| Directions for this task |
Copy out, word for word, the part of the records below that starts with the line containing "Where can you spot the flower" and ends with the line containing "Query: garden support stake". Include both of those lines.

| Task inputs |
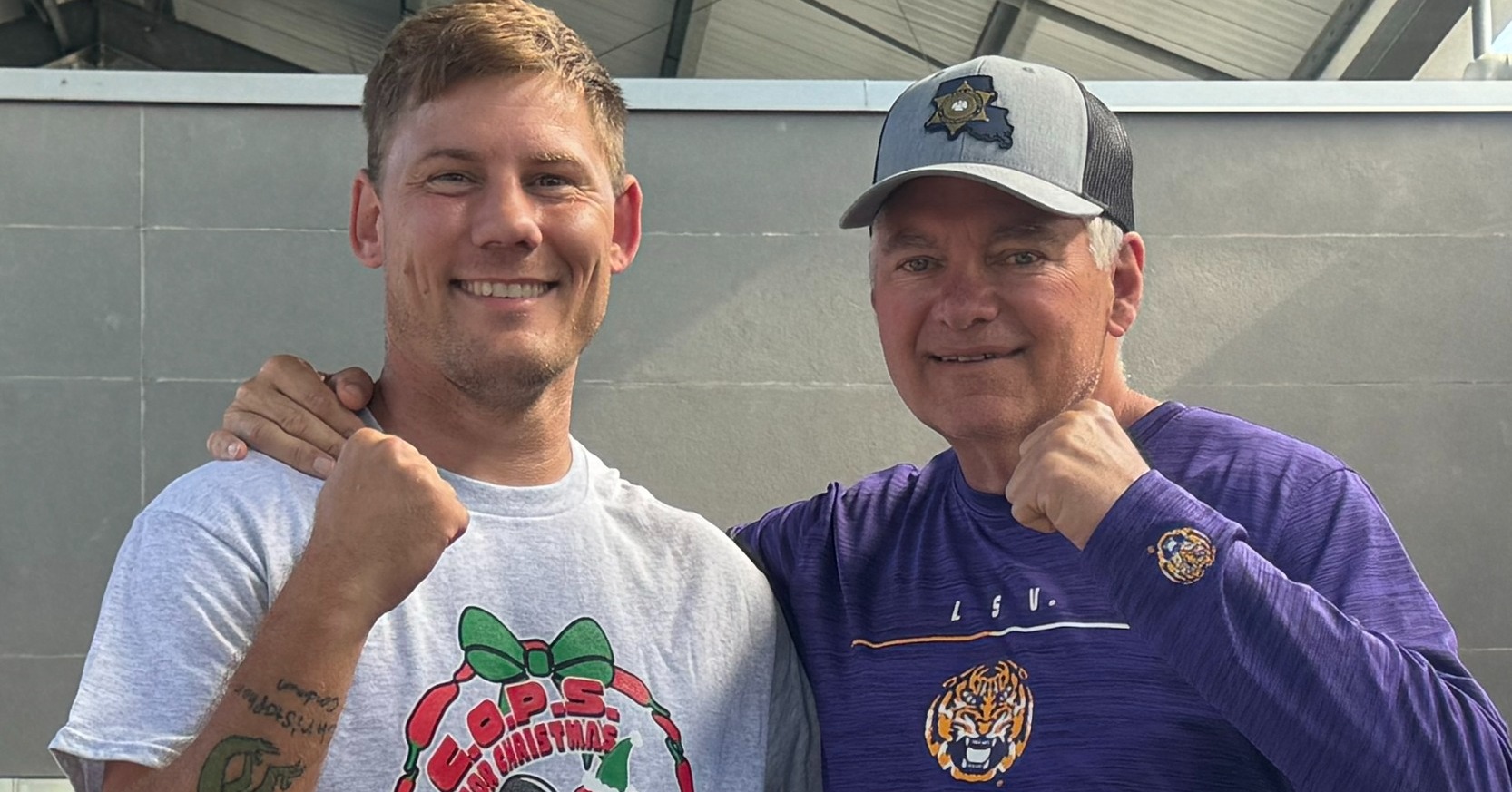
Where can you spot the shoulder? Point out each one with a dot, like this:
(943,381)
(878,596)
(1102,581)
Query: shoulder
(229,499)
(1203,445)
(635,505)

* * *

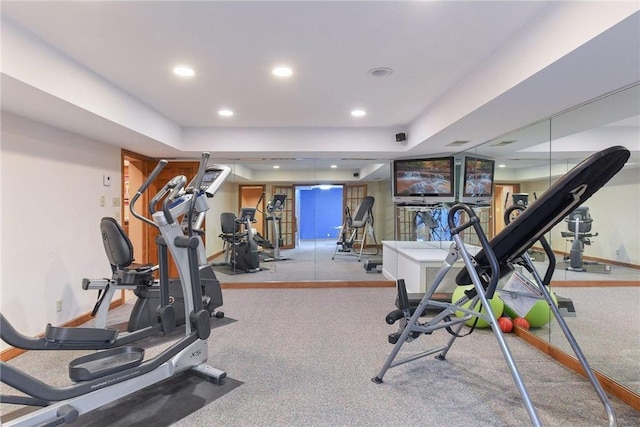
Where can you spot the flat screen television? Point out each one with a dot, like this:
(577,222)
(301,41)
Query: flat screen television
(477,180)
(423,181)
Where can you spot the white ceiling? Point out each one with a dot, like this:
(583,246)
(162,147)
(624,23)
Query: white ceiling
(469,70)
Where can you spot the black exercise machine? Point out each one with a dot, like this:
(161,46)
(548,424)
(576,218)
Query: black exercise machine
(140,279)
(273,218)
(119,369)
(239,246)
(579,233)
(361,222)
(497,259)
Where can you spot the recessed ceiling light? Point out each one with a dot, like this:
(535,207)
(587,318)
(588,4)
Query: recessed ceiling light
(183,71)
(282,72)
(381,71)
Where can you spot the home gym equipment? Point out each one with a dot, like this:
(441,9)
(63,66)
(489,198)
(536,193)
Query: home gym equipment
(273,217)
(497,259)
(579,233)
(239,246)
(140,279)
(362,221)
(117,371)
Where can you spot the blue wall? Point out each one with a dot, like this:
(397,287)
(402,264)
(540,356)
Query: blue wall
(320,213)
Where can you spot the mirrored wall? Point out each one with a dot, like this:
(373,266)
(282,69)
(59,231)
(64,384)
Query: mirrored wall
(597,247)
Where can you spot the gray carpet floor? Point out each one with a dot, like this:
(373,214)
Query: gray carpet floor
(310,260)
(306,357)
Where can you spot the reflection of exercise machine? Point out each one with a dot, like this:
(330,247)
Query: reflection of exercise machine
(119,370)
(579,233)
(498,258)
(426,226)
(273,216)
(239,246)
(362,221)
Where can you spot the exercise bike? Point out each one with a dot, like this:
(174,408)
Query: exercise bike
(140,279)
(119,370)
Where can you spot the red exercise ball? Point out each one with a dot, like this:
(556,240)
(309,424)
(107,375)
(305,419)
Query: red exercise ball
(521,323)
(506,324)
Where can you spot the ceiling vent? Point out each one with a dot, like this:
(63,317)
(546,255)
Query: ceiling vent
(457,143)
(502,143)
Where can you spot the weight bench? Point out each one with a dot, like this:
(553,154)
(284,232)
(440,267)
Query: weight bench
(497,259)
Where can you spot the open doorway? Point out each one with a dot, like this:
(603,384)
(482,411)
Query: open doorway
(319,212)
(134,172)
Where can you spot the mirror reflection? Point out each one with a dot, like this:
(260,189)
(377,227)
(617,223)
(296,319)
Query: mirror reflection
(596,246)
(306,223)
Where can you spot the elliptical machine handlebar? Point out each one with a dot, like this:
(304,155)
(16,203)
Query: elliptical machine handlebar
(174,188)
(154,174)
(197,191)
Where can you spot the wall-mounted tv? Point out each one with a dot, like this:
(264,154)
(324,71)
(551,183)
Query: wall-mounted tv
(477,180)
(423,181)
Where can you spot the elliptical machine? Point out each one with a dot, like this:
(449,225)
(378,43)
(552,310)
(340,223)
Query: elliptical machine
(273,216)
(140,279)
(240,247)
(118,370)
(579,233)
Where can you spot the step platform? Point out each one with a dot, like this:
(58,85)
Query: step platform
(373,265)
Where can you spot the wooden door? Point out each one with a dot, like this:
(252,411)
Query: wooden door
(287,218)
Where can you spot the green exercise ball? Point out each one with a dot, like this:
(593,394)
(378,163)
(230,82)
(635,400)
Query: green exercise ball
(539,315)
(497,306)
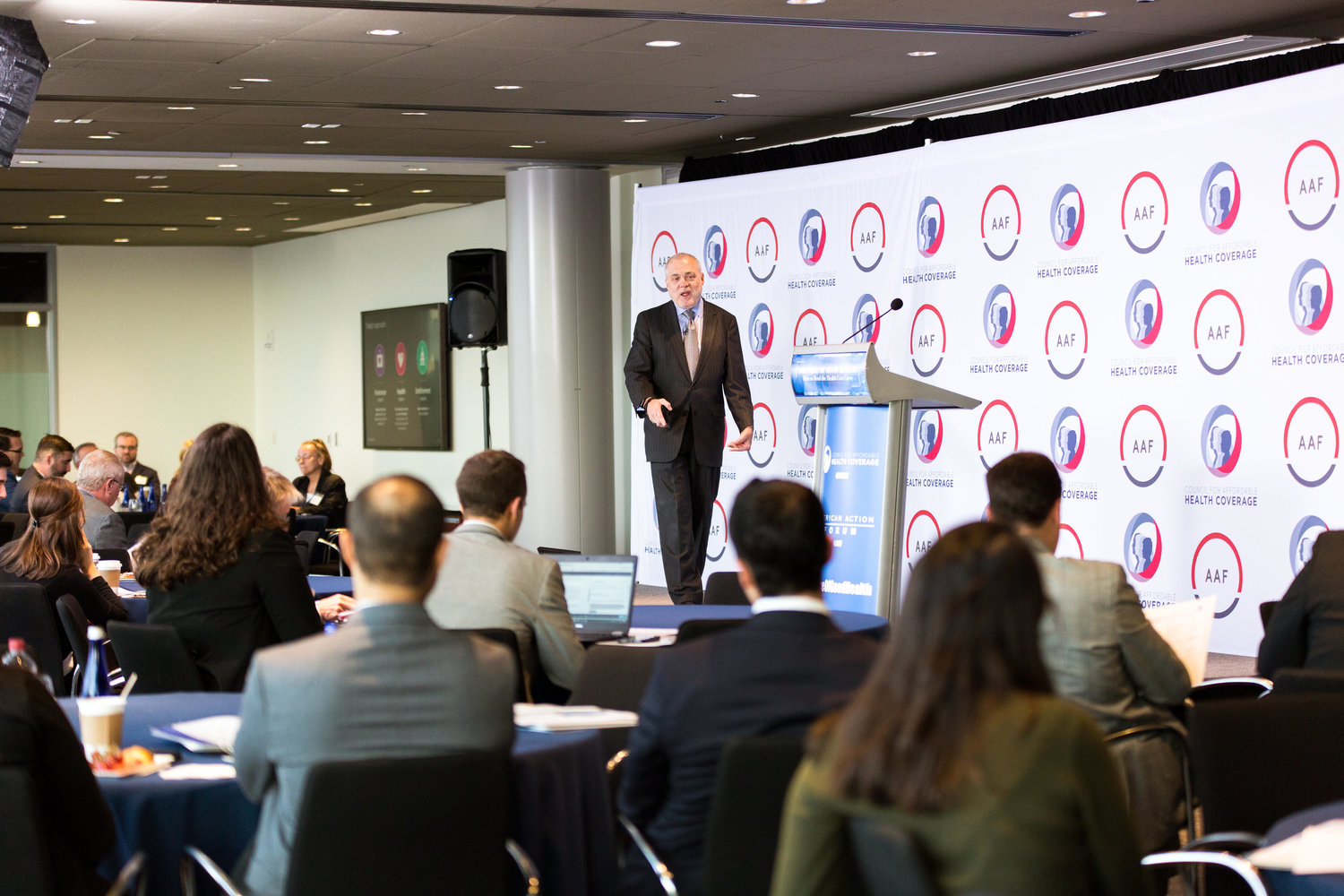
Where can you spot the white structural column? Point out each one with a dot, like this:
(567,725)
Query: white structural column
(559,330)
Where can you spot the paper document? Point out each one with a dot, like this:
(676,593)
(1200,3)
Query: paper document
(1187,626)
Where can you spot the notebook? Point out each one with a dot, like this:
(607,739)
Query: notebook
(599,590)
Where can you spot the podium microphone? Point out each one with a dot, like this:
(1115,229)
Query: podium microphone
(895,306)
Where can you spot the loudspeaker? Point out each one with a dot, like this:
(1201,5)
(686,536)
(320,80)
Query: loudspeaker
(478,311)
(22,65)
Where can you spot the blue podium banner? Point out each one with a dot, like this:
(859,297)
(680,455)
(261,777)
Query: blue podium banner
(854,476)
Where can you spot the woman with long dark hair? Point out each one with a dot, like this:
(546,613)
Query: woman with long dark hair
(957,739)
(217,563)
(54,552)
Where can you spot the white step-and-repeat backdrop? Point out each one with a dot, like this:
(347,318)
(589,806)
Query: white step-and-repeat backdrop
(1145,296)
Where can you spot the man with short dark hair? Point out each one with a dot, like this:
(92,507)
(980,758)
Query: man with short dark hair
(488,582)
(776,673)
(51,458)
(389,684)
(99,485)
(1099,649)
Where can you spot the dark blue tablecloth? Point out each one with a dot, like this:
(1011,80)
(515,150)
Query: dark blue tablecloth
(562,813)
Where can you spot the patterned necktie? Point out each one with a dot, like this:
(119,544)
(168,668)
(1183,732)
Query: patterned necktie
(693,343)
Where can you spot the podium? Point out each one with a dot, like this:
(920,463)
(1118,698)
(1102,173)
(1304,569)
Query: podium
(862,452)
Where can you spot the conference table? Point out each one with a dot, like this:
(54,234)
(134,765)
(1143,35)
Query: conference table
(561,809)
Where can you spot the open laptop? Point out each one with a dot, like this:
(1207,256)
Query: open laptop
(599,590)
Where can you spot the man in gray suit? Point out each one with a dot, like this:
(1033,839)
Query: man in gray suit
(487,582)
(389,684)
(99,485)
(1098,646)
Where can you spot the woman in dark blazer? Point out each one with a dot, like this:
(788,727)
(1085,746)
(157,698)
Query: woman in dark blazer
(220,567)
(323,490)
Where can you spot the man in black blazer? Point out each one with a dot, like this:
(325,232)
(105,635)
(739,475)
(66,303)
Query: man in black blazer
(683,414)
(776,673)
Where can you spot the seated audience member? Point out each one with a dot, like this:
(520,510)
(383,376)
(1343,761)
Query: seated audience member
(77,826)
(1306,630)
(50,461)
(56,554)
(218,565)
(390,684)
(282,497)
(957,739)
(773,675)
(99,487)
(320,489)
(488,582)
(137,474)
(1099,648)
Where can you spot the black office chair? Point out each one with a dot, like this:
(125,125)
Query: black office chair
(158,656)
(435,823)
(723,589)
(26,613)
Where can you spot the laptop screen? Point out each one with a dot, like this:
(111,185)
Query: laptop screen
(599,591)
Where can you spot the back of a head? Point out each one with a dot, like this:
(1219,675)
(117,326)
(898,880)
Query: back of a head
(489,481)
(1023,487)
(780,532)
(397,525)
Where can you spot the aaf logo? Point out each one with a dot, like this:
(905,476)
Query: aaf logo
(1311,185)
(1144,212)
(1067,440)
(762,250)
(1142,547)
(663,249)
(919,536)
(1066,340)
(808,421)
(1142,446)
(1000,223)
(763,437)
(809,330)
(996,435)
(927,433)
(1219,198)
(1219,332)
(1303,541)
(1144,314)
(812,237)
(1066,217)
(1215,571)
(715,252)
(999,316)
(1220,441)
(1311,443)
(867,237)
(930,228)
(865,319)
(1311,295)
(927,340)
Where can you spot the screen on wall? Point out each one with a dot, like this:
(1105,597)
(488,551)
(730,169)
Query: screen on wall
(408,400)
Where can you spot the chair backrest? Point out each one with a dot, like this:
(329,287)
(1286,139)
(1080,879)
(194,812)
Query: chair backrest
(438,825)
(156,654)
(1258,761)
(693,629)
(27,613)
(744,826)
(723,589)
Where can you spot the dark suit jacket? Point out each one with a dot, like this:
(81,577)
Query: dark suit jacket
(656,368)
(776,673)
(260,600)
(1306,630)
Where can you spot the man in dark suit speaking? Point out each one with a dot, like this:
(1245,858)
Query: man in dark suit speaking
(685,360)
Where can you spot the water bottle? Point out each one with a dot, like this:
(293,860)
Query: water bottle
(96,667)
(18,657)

---

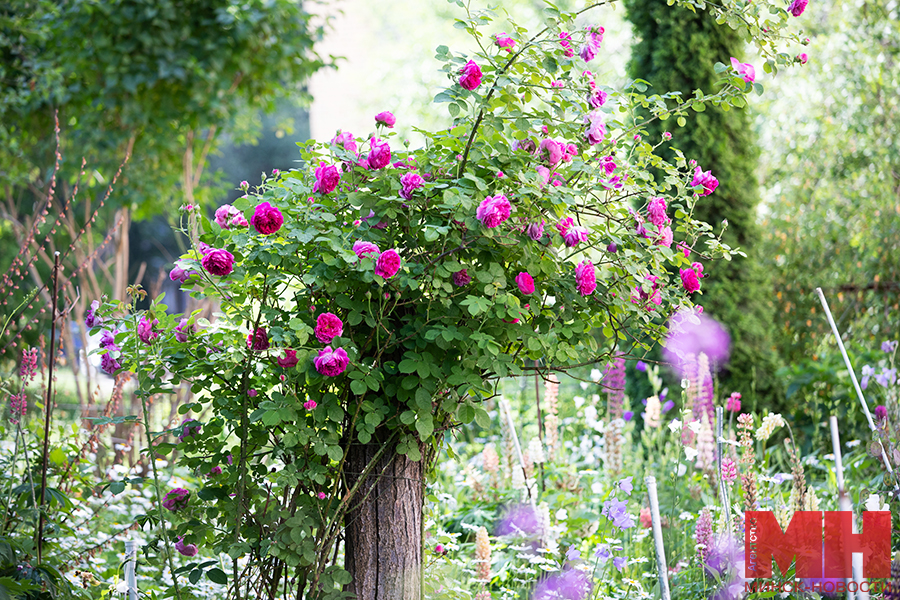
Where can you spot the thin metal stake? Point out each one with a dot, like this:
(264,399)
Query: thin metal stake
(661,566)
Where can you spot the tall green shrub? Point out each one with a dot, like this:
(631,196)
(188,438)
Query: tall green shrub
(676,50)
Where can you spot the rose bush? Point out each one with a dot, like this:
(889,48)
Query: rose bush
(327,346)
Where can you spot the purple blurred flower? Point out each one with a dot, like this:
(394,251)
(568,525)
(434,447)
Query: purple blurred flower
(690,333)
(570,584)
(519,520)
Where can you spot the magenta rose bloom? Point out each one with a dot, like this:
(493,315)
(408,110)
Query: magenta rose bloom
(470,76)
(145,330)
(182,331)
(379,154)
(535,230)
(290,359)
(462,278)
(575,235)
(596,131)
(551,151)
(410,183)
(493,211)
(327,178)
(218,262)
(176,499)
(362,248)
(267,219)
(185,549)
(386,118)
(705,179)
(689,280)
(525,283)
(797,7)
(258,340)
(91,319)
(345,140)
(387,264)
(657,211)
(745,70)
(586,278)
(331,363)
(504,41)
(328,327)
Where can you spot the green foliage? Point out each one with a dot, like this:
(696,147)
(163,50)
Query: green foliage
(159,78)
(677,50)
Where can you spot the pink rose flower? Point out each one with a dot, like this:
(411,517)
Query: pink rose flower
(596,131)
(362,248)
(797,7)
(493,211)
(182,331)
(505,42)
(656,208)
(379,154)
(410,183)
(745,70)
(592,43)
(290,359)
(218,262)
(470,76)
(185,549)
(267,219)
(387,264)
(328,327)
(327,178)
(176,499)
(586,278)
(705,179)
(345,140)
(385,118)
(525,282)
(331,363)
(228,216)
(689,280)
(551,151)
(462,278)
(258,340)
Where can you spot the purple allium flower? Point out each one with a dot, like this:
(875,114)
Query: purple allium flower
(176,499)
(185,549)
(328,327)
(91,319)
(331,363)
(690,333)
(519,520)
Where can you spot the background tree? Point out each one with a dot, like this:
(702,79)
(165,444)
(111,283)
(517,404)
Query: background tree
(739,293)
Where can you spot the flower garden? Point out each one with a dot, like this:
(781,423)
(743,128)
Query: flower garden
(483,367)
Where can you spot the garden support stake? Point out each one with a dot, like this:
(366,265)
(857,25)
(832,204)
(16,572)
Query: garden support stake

| Result for this task |
Where can you spot the flower garden? Point out each one with a dot, like this:
(781,423)
(743,128)
Query: flower garden
(483,367)
Where can you spot the garden support stake? Point out each one with a dot, like this:
(366,265)
(857,25)
(832,204)
(16,572)
Query: garden support stake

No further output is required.